- WORK REQUEST: Please retype the records below exactly as they stand.

- PROVIDED DATA:
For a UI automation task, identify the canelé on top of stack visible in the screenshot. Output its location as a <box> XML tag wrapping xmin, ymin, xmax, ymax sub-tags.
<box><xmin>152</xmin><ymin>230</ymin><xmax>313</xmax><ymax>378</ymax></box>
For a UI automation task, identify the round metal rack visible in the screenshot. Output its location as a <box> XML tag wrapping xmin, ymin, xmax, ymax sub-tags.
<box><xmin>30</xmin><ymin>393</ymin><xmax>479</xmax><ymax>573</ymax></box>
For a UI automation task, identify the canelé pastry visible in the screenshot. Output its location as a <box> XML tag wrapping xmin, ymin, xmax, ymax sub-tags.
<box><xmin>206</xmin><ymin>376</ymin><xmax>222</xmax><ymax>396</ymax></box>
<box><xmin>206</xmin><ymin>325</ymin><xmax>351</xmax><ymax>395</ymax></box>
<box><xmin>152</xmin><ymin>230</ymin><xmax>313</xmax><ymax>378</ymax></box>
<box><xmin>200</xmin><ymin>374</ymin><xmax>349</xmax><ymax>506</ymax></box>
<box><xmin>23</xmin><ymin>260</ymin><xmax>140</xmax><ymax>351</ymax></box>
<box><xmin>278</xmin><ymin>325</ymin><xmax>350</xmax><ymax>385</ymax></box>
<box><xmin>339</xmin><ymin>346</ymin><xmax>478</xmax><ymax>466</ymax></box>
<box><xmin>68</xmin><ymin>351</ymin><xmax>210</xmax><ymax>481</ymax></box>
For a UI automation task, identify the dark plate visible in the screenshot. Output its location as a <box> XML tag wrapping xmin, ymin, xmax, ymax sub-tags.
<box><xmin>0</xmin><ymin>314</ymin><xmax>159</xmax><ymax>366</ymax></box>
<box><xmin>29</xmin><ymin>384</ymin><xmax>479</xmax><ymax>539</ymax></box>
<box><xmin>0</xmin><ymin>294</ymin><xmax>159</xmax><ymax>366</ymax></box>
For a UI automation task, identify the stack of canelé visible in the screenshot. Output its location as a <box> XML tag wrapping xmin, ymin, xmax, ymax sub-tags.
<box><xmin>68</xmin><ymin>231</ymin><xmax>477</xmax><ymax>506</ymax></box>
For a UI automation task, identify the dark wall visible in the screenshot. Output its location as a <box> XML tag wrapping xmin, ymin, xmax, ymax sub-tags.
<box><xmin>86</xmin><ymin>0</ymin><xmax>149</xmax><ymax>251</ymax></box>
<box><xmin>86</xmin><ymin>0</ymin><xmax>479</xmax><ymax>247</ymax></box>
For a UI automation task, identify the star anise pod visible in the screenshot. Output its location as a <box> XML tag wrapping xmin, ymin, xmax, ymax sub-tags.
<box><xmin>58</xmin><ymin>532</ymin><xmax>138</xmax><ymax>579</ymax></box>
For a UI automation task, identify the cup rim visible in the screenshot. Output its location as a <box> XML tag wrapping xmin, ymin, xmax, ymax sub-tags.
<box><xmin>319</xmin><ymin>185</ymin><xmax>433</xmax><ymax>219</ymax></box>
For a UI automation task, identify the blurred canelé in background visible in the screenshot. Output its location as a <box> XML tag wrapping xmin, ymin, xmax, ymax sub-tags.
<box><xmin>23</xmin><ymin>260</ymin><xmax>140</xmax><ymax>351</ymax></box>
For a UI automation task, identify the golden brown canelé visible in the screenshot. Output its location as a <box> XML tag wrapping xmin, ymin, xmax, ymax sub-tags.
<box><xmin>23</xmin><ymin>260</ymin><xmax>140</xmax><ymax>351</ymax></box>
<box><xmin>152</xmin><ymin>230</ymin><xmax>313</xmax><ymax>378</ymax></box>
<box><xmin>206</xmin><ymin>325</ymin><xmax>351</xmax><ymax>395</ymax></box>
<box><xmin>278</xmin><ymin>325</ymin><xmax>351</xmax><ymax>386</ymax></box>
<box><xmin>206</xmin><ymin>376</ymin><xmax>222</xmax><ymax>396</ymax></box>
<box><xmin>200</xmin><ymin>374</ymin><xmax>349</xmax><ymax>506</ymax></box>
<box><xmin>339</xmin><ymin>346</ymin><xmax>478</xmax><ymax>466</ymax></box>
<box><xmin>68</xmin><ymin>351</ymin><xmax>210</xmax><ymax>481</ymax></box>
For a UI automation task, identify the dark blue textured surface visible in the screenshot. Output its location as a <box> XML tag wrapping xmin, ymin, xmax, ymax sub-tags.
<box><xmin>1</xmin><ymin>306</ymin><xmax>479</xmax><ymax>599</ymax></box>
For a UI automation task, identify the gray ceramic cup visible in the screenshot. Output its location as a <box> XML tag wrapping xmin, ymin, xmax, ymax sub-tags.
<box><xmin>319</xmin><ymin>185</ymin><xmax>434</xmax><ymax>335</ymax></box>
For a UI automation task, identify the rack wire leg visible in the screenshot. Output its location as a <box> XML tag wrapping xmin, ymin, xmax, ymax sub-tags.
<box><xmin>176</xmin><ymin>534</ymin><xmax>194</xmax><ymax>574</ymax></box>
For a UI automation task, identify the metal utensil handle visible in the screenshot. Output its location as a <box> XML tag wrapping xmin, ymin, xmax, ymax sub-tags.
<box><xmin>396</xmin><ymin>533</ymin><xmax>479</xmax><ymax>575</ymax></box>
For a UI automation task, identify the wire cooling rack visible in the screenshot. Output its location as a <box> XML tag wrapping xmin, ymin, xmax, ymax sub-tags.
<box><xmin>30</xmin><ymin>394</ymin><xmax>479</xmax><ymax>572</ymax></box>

- SOLUTION:
For a UI automation task, identify the canelé on top of stack visible in the screenshot. Output its location as a <box> XML tag wrapping xmin, ymin, xmax, ymax sub-tags.
<box><xmin>152</xmin><ymin>230</ymin><xmax>313</xmax><ymax>378</ymax></box>
For a UI automation task, identify the round metal rack visible in the screenshot. Output its location as a <box> XML tag wrapping xmin, ymin, xmax, ymax sub-tags.
<box><xmin>30</xmin><ymin>393</ymin><xmax>479</xmax><ymax>573</ymax></box>
For a UI automation task, identify the canelé pastry visible in the screenshot. Output its location as a <box> XML tag wrapping xmin, ymin, xmax, ymax sub-tags.
<box><xmin>206</xmin><ymin>376</ymin><xmax>222</xmax><ymax>396</ymax></box>
<box><xmin>206</xmin><ymin>325</ymin><xmax>351</xmax><ymax>395</ymax></box>
<box><xmin>152</xmin><ymin>230</ymin><xmax>313</xmax><ymax>378</ymax></box>
<box><xmin>200</xmin><ymin>374</ymin><xmax>349</xmax><ymax>506</ymax></box>
<box><xmin>23</xmin><ymin>260</ymin><xmax>140</xmax><ymax>351</ymax></box>
<box><xmin>278</xmin><ymin>325</ymin><xmax>350</xmax><ymax>385</ymax></box>
<box><xmin>339</xmin><ymin>346</ymin><xmax>478</xmax><ymax>466</ymax></box>
<box><xmin>68</xmin><ymin>351</ymin><xmax>210</xmax><ymax>481</ymax></box>
For a UI automation task, identify the dark plate visible in the screenshot. Output its location as a <box> XML tag wrapping xmin, ymin, xmax, ymax sub-tags.
<box><xmin>0</xmin><ymin>314</ymin><xmax>159</xmax><ymax>366</ymax></box>
<box><xmin>29</xmin><ymin>384</ymin><xmax>479</xmax><ymax>539</ymax></box>
<box><xmin>0</xmin><ymin>294</ymin><xmax>159</xmax><ymax>366</ymax></box>
For a UI automation task, identify the stack of canelé visible in the screenshot. Output its location as a <box> XML tag wrapping xmin, ymin, xmax, ymax sub-tags.
<box><xmin>68</xmin><ymin>231</ymin><xmax>477</xmax><ymax>506</ymax></box>
For a UI automation task, identify the dark wall visible in the screenshot. Output its location as a <box> XML tag wrapping xmin, ymin, xmax, ymax sub-tags.
<box><xmin>86</xmin><ymin>0</ymin><xmax>149</xmax><ymax>251</ymax></box>
<box><xmin>86</xmin><ymin>0</ymin><xmax>479</xmax><ymax>247</ymax></box>
For a UI automation task, identify the star anise pod visible in the screenshot. Output its location as a <box> XML tag wrapping xmin, ymin, xmax, ymax sub-tags.
<box><xmin>58</xmin><ymin>532</ymin><xmax>138</xmax><ymax>579</ymax></box>
For a UI automation task, identify the cup rim visible in the screenshot. Output its location as a <box> XML tag wrapping xmin, ymin, xmax, ymax sub-tags.
<box><xmin>319</xmin><ymin>185</ymin><xmax>433</xmax><ymax>219</ymax></box>
For a UI automation task, identify the blurred canelé in background visible in the screenshot. Output its location as a <box> XML tag wrapping xmin, ymin, xmax, ymax sub-tags.
<box><xmin>23</xmin><ymin>260</ymin><xmax>140</xmax><ymax>351</ymax></box>
For a UI automation task, identify the golden brown canelé visible in the screenshot. Output its location as a <box> XML tag wrapping xmin, ymin, xmax, ymax sub-tags.
<box><xmin>23</xmin><ymin>260</ymin><xmax>140</xmax><ymax>351</ymax></box>
<box><xmin>152</xmin><ymin>230</ymin><xmax>313</xmax><ymax>378</ymax></box>
<box><xmin>206</xmin><ymin>325</ymin><xmax>351</xmax><ymax>395</ymax></box>
<box><xmin>278</xmin><ymin>325</ymin><xmax>351</xmax><ymax>386</ymax></box>
<box><xmin>206</xmin><ymin>376</ymin><xmax>222</xmax><ymax>396</ymax></box>
<box><xmin>200</xmin><ymin>374</ymin><xmax>349</xmax><ymax>506</ymax></box>
<box><xmin>339</xmin><ymin>346</ymin><xmax>478</xmax><ymax>466</ymax></box>
<box><xmin>68</xmin><ymin>351</ymin><xmax>210</xmax><ymax>481</ymax></box>
For a UI automation task, identify the dark blue textured surface visible in the screenshot. Output its location as a <box> XML tag wrapping xmin, ymin, xmax, ymax sub-tags.
<box><xmin>1</xmin><ymin>306</ymin><xmax>479</xmax><ymax>599</ymax></box>
For a UI automation task, identify the gray ceramic cup visible in the screenshot. Output its location as a <box> XML tag wrapping xmin, ymin, xmax, ymax sub-tags.
<box><xmin>319</xmin><ymin>185</ymin><xmax>434</xmax><ymax>335</ymax></box>
For a UI automation task, identify the rack wire leg visible in the screenshot. Output its location as a <box> XML tag wrapping xmin, ymin, xmax, ymax sub-tags.
<box><xmin>176</xmin><ymin>534</ymin><xmax>194</xmax><ymax>574</ymax></box>
For a UI automation task, identify the metal utensil handle visible in the screenshot. Output its location as a <box> XML tag wrapping xmin, ymin, xmax, ymax sub-tags.
<box><xmin>396</xmin><ymin>533</ymin><xmax>479</xmax><ymax>575</ymax></box>
For a UI automation task, identify the wire cooling rack visible in the screenshot. Output its location as a <box> XML tag wrapping xmin, ymin, xmax, ymax sub-tags.
<box><xmin>30</xmin><ymin>394</ymin><xmax>479</xmax><ymax>572</ymax></box>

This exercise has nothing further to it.